> _YOUR OBJECTIVE_
Present the following data again exactly as it is shown.

##### MATERIAL TO PROCESS #####

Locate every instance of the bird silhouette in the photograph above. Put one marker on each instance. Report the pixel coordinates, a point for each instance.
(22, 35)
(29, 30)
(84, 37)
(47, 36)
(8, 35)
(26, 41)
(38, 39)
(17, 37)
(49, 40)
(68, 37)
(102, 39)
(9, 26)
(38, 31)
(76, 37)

#####

> _ANSWER FOR THE TASK_
Locate every instance of the bird silhouette in the photograph above. Put one marker on each instance. Report the pixel coordinates, a point for each instance.
(22, 35)
(29, 30)
(84, 37)
(47, 36)
(8, 35)
(26, 41)
(38, 39)
(17, 37)
(49, 40)
(68, 37)
(102, 39)
(9, 26)
(38, 31)
(76, 37)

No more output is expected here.